## TASK INSTRUCTIONS
Search the records below for the word "Target", then return every line where it appears.

## LISTED ENTRIES
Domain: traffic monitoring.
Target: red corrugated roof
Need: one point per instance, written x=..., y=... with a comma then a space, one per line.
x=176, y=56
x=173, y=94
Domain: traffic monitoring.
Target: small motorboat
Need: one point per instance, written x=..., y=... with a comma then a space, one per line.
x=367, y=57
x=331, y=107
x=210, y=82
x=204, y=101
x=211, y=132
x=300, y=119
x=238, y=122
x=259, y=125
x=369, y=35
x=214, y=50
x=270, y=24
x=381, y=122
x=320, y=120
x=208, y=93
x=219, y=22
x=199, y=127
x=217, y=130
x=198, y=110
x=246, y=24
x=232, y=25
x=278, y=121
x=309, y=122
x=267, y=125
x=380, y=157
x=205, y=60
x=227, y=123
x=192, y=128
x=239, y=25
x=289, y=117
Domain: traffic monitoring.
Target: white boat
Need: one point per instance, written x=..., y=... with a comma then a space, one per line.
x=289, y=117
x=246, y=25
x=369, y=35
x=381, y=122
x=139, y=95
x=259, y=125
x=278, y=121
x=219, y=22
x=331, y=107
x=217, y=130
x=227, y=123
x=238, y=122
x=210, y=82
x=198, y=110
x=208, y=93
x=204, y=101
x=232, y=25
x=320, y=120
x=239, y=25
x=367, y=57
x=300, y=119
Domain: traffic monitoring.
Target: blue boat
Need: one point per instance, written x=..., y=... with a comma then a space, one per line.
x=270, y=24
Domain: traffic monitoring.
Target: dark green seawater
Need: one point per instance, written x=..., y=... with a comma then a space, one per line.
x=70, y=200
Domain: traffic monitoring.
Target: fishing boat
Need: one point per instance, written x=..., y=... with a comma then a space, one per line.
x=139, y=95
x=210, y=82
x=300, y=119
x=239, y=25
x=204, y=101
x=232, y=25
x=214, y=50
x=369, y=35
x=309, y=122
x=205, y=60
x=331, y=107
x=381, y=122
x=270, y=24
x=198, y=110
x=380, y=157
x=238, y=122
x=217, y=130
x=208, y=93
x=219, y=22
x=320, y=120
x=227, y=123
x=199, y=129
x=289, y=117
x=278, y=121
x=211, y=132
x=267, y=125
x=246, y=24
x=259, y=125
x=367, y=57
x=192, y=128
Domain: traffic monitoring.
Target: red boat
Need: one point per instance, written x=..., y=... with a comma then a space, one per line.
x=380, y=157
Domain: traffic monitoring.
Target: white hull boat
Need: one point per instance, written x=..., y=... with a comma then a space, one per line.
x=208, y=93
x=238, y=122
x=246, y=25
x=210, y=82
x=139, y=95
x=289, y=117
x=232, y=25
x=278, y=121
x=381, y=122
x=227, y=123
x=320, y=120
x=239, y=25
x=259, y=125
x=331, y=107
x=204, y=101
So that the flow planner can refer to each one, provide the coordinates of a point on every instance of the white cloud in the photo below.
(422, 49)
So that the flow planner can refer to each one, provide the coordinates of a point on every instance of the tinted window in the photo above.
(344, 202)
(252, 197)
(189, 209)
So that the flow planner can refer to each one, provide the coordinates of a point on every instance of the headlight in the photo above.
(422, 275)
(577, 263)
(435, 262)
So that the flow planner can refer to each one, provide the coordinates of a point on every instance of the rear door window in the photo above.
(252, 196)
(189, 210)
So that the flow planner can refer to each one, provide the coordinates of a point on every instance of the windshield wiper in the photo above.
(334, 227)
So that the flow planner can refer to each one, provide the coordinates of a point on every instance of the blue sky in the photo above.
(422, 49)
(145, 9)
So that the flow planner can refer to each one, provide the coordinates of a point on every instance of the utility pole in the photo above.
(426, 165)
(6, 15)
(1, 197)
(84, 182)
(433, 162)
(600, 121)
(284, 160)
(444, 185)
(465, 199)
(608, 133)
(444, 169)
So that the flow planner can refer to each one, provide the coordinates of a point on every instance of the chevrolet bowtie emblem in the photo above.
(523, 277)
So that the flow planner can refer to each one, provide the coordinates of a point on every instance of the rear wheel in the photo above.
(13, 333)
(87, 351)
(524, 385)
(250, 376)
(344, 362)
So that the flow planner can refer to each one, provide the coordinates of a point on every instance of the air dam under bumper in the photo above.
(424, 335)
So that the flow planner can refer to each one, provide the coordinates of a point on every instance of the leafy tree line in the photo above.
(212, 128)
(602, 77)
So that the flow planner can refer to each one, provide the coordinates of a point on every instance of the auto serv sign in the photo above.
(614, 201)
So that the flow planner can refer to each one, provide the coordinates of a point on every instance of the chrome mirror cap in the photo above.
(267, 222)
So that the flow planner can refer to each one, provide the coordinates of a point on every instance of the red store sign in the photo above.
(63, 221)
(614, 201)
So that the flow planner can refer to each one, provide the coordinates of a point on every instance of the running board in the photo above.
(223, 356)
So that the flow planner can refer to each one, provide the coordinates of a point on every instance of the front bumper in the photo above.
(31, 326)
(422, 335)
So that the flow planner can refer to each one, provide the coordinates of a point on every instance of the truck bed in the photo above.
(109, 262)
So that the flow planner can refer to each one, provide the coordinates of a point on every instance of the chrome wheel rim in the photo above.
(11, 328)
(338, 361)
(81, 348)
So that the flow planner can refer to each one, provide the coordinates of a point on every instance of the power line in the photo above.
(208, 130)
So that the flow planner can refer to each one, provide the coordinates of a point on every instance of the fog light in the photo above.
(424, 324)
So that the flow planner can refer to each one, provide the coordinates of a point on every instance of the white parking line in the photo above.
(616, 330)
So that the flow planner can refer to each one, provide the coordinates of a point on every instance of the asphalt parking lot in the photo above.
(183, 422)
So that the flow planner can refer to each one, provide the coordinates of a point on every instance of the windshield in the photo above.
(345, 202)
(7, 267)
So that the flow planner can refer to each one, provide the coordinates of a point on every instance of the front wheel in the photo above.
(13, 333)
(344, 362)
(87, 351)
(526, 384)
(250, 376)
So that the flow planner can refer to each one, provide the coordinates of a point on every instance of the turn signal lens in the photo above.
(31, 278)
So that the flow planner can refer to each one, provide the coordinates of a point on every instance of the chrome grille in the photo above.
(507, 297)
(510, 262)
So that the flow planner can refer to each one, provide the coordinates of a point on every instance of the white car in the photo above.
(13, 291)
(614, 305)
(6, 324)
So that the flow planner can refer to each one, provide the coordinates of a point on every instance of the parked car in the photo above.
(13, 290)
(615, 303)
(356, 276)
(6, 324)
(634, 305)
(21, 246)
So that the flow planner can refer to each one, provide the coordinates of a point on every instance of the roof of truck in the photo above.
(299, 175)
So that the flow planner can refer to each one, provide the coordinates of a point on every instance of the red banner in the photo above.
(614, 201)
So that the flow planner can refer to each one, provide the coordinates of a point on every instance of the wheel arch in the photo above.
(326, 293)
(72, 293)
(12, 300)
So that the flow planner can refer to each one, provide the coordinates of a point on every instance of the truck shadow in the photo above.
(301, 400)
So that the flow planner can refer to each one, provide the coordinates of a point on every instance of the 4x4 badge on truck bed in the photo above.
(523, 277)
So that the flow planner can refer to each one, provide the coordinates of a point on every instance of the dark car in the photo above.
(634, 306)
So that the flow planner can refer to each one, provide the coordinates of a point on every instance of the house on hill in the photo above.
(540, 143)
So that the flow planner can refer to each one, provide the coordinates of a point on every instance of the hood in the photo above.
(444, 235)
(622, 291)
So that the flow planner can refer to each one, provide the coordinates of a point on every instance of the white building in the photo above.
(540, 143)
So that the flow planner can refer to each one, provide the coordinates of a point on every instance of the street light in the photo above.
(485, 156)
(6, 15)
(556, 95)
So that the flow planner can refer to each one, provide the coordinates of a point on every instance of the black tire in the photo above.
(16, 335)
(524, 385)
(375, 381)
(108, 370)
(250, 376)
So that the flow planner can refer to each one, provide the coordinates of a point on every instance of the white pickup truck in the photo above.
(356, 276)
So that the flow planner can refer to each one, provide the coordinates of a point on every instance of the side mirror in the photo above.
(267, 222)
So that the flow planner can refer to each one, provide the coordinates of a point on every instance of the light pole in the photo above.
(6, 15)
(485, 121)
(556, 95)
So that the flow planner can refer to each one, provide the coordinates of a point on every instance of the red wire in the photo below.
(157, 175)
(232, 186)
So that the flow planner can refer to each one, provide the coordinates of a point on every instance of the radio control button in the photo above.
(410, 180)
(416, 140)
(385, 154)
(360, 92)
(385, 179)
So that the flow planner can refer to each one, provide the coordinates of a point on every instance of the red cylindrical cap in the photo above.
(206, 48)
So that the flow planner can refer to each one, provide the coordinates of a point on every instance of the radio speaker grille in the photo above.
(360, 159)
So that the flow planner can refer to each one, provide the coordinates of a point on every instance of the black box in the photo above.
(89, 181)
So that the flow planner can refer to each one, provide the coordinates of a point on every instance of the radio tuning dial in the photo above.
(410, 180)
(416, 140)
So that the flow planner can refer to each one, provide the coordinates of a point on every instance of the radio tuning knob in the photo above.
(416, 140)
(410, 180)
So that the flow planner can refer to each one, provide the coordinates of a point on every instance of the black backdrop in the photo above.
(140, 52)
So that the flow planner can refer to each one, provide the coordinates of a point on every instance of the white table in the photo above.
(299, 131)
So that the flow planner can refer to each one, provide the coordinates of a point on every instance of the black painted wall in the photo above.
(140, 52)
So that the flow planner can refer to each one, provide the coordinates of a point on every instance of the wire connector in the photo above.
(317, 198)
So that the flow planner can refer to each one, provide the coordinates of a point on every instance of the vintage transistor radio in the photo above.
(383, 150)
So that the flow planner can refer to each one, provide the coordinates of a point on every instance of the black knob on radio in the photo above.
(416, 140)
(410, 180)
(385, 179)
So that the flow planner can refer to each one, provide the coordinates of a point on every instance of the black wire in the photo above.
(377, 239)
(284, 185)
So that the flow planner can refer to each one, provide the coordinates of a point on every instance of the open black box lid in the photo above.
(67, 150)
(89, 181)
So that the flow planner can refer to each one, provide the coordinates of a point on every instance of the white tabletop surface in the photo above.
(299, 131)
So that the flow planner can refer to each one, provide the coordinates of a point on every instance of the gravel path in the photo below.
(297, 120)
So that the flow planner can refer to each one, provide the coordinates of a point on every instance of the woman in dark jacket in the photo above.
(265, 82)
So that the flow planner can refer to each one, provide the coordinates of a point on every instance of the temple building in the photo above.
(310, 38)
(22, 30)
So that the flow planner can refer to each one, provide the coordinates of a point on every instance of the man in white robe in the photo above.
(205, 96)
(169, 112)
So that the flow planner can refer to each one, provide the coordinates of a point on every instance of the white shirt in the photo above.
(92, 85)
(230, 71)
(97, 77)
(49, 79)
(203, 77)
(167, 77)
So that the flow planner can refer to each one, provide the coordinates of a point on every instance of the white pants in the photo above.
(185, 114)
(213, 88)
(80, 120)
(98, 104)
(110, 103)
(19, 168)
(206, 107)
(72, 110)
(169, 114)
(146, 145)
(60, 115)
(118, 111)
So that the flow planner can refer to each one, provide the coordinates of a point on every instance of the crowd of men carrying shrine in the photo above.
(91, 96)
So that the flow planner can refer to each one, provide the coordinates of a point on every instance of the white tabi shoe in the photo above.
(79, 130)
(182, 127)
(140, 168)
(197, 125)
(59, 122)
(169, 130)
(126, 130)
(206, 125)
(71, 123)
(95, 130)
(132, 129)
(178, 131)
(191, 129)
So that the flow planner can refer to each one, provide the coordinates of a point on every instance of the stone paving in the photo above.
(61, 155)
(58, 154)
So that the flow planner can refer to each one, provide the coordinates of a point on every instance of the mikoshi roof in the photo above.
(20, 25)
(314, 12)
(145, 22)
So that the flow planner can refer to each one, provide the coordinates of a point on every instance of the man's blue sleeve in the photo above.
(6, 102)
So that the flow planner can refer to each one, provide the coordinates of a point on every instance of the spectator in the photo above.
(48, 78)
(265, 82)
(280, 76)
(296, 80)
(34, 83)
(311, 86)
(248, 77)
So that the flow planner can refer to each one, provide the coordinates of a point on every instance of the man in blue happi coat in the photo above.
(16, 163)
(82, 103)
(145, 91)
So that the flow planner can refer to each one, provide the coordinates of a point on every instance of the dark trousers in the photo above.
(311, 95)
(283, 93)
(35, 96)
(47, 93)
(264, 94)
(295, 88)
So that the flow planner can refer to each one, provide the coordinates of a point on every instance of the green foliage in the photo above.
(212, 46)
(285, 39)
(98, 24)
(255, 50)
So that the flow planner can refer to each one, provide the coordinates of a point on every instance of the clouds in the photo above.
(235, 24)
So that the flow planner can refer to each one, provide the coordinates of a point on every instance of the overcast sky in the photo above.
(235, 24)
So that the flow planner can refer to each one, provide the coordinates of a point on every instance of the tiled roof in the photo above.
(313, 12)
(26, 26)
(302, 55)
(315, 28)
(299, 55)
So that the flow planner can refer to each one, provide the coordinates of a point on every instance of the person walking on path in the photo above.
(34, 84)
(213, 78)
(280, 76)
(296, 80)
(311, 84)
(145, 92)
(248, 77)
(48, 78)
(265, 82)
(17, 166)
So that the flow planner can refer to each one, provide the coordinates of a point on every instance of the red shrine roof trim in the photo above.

## FINISHED TASK
Target: red corrugated roof
Target: small motorboat
Target: white boat
Target: blue boat
Target: dark green seawater
Target: fishing boat
Target: red boat
Target: white hull boat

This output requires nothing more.